### Requests
- A) Answer these questions about the H-1B commentary:
(i) According to Latour, what is rapidly changing?
(ii) What does the Department agree nonproductive pay is based on?
(iii) Under which act is time spent in training or studying for a license ordinarily compensable hours worked?
- B) Echo back every one of the rows below, line for line, with nothing changed.

### Document passage
▶

25. I still can't figure out whether they agreed with me or not on this one... You be the judge:

"In addition, Latour commented that the traditional 40-hour week is rapidly changing. It stated that some firms engage workers to perform a project which is completed in less than a year, and then the worker has several months off and may ``moonlight'' at a second job (presumably under a second petition). Latour assumed this practice would be considered ``part-time,'' and suggest that DOL focus on three issues in determining if there is a violation of the ``benching'' provision: (1) Whether the prevailing wage is being paid; (2) whether the worker is making a plausible living; (3) whether the nature of the employment schedule is usual and reasonable for the type of work.

The Department agrees that nonproductive pay is based on the number of hours per week on the H-1B petition. The LCA has therefore been amended to alert employers that their H-1B employees should not regularly work more than the number of hours shown on the petition, which may be expressed as a range of hours. If the H-1B worker normally works full-time or a greater number of hours than shown on the petition, the Department will examine the facts and circumstances and charge the employer with misrepresentation where appropriate. In light of the importance of the distinction between part-time and full-time employment for purposes of the employer's wage obligations, the Department has modified the proposed LCA form to specify that the employer is to designate that the position(s) covered will be either part-time or full-time; a combination of part-time and full-time positions cannot be entered on a single LCA form.

The Department cautions employers that time spent in training or studying to get a license is ordinarily compensable hours worked under the Fair Labor Standards Act without regard to any rules on payment for nonproductive time under the H-1B program.

◀

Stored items

▶

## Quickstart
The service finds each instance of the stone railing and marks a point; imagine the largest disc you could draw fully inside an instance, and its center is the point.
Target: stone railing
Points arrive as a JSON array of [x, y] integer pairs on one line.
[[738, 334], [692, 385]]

◀

### Task solutions
- A)
(i) The traditional 40-hour week.
(ii) The number of hours per week on the H-1B petition.
(iii) The Fair Labor Standards Act.

- B)
## Quickstart
The service finds each instance of the stone railing and marks a point; imagine the largest disc you could draw fully inside an instance, and its center is the point.
Target: stone railing
Points arrive as a JSON array of [x, y] integer pairs on one line.
[[738, 334], [692, 385]]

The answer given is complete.